Exercise: For every line in the material, print that line exactly.

Given records:
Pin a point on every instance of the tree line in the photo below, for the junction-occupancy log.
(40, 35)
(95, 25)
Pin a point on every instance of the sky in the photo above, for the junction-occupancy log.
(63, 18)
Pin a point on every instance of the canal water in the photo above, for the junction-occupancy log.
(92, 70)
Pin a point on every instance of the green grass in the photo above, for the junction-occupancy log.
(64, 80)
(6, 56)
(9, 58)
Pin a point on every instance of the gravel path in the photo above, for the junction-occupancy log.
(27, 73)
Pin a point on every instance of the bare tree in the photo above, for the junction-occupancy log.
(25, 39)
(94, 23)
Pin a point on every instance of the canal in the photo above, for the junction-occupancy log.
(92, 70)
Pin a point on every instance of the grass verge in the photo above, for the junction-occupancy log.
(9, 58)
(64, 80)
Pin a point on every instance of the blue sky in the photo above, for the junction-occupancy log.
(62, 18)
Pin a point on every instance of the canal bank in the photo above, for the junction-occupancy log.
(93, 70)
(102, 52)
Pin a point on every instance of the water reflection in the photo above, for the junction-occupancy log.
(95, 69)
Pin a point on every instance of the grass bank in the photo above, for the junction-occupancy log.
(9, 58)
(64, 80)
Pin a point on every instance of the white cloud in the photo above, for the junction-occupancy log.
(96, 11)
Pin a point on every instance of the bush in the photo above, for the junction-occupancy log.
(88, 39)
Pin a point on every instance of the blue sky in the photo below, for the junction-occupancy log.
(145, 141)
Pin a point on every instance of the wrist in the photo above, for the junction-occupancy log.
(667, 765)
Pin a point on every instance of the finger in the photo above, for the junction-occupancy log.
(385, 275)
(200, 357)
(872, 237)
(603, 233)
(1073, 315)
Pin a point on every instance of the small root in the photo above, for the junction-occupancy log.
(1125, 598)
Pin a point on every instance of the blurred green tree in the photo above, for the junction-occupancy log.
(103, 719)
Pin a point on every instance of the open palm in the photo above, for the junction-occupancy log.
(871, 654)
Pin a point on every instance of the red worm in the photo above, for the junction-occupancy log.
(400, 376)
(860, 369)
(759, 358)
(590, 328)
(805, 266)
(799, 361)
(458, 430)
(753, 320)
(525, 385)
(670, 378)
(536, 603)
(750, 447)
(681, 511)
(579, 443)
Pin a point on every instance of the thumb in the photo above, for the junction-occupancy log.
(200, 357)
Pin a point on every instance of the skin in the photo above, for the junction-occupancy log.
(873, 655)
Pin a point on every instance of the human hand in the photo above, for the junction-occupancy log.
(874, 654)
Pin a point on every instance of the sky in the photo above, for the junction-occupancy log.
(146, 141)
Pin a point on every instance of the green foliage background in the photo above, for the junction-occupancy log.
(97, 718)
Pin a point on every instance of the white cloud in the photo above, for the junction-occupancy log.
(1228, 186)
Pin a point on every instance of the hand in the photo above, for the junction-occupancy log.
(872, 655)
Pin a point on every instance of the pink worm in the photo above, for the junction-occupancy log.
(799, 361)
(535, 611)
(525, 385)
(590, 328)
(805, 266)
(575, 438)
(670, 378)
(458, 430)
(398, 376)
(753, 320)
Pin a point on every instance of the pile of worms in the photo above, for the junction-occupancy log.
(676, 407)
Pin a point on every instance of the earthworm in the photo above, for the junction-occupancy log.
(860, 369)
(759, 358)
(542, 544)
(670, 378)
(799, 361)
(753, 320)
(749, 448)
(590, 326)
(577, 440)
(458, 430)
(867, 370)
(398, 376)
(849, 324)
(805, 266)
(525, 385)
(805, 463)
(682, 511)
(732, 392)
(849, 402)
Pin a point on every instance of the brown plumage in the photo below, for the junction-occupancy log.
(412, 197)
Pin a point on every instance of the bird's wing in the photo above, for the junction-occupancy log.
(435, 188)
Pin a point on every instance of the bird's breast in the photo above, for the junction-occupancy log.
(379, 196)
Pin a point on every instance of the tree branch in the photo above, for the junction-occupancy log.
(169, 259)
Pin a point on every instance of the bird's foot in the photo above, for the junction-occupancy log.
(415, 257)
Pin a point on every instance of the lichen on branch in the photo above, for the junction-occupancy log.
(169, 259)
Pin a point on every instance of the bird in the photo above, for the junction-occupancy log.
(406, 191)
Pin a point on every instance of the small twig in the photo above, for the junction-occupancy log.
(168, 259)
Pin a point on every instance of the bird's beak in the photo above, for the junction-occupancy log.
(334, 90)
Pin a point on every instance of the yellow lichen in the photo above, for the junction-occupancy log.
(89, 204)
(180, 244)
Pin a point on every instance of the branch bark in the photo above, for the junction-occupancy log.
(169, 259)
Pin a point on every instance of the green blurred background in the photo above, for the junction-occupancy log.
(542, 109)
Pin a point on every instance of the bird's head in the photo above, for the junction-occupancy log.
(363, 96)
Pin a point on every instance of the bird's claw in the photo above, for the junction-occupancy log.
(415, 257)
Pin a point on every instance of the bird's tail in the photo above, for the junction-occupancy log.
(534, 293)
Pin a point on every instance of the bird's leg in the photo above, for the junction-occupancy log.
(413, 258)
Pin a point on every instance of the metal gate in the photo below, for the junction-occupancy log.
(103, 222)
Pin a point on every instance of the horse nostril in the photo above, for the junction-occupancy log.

Reply to the exercise:
Pin a point on every instance of the tree line in the photo below, for the junction-occupancy log.
(40, 35)
(95, 25)
Pin a point on every instance of the sky in the photo above, for the junction-occupancy log.
(63, 18)
Pin a point on every instance of the canal water in the photo above, for the junction-occupancy log.
(92, 70)
Pin a point on every instance of the green grass in the photo above, for the junction-occupancy log.
(64, 80)
(6, 56)
(9, 58)
Pin a point on every instance of the gravel path in the photo above, for the junction-occupancy log.
(27, 73)
Pin a point on every instance of the bare tree in the photo above, for the junction-occupancy log.
(25, 39)
(94, 23)
Pin a point on every instance of the canal in the photo above, for the junction-occupancy log.
(92, 70)
Pin a point on every instance of the grass verge in the photo above, for the junction-occupancy log.
(9, 58)
(64, 80)
Pin a point on every instance of the blue sky in the photo above, for the junction-occupancy log.
(62, 18)
Pin a point on every instance of the canal bank in the photo above, for the junction-occupancy log.
(93, 70)
(102, 52)
Pin a point on every instance of the water reflection in the photo above, for the junction-occupancy log.
(95, 69)
Pin a point on every instance of the grass bank in the photo above, for the junction-occupancy log.
(9, 58)
(64, 80)
Pin a point on every instance of the white cloud in the photo above, for the junction-occupancy log.
(96, 11)
Pin a point on every instance of the bush in the photo above, for the junction-occupancy log.
(88, 39)
Pin a point on every instance of the blue sky in the photo below, for the junction-occupancy log.
(145, 141)
Pin a point on every instance of the wrist in the photo above, for the junction-occupancy log.
(667, 765)
Pin a point on every instance of the finger in the photo above, for the junction-occupancy log.
(385, 275)
(200, 357)
(872, 237)
(603, 233)
(1073, 315)
Pin a point on every instance of the small root in the photo above, for the junction-occupancy log.
(1125, 598)
Pin a point on every instance of the blurred green tree in the photo above, for the junction-occupancy log.
(103, 719)
Pin a point on every instance of the open palm in the photo above, for the junction-occupancy log.
(871, 654)
Pin a point on every instance of the red worm in the photo above, for the junction-occupancy log.
(400, 376)
(860, 369)
(759, 358)
(590, 328)
(805, 266)
(799, 361)
(458, 430)
(753, 320)
(525, 385)
(670, 378)
(536, 603)
(750, 447)
(681, 511)
(579, 443)
Pin a point on every instance of the thumb in the photo above, for the junction-occupancy log.
(200, 357)
Pin a point on every instance of the skin in the photo above, for the junction-occupancy log.
(873, 655)
Pin a point on every instance of the human hand in the photo above, for the junction-occupancy log.
(874, 654)
Pin a point on every instance of the sky in the photo above, for the junction-occupancy log.
(146, 141)
Pin a point on every instance of the green foliage background in the photo above, for the junction-occupancy log.
(97, 718)
Pin a point on every instance of the white cloud in the photo above, for the junction-occupancy log.
(1228, 186)
Pin a point on every instance of the hand in the photo above, for the junction-occupancy log.
(872, 655)
Pin a point on every instance of the pink worm in the photo above, for the junction-occupancy log.
(799, 361)
(535, 611)
(525, 385)
(590, 328)
(805, 266)
(575, 438)
(670, 378)
(458, 430)
(398, 376)
(753, 320)
Pin a point on every instance of the pile of worms in the photo above, for the junction-occupancy log.
(676, 407)
Pin a point on every instance of the earthworm in the photo above, for the junction-occupancy log.
(860, 369)
(759, 358)
(542, 544)
(670, 378)
(799, 361)
(753, 320)
(749, 448)
(590, 326)
(577, 440)
(458, 430)
(867, 370)
(398, 376)
(849, 324)
(805, 266)
(525, 385)
(805, 463)
(682, 511)
(732, 392)
(849, 402)
Pin a point on every instance of the brown plumage in the photo below, for the junction-occupancy log.
(412, 197)
Pin a point on every instance of the bird's wing in the photo above, for the junction-occupancy log.
(435, 188)
Pin a point on every instance of the bird's breast in the photo above, for the junction-occupancy log.
(379, 196)
Pin a point on every instance of the tree branch in the photo above, for the junction-occupancy log.
(169, 259)
Pin a point on every instance of the bird's foot in the photo above, for the junction-occupancy log.
(415, 257)
Pin a point on every instance of the lichen on branch in the photo above, for the junction-occupancy log.
(169, 259)
Pin a point on every instance of the bird in the photo above, for the junction-occupancy log.
(406, 191)
Pin a point on every instance of the small twig in the photo above, for the junction-occupancy log.
(168, 259)
Pin a point on every instance of the bird's beak in the photo above, for the junction-occupancy log.
(334, 90)
Pin a point on every instance of the yellow lichen in the photo above, for the junction-occupancy log.
(89, 204)
(180, 244)
Pin a point on every instance of the branch bark in the photo above, for the junction-occupancy log.
(169, 259)
Pin a point on every instance of the green blurred background in the photo above, for the junction-occupancy log.
(542, 109)
Pin a point on every instance of the bird's head in the photo above, for the junction-occupancy log.
(363, 96)
Pin a point on every instance of the bird's claw in the photo above, for the junction-occupancy log.
(415, 257)
Pin a point on every instance of the bird's tail in the photo above, for the junction-occupancy log.
(534, 293)
Pin a point on every instance of the bird's leg in the photo above, for the junction-occupancy log.
(413, 258)
Pin a point on every instance of the metal gate in the photo below, for the junction-occupancy log.
(103, 222)
Pin a point on every instance of the horse nostril in the photo above, for the junction-occupancy log.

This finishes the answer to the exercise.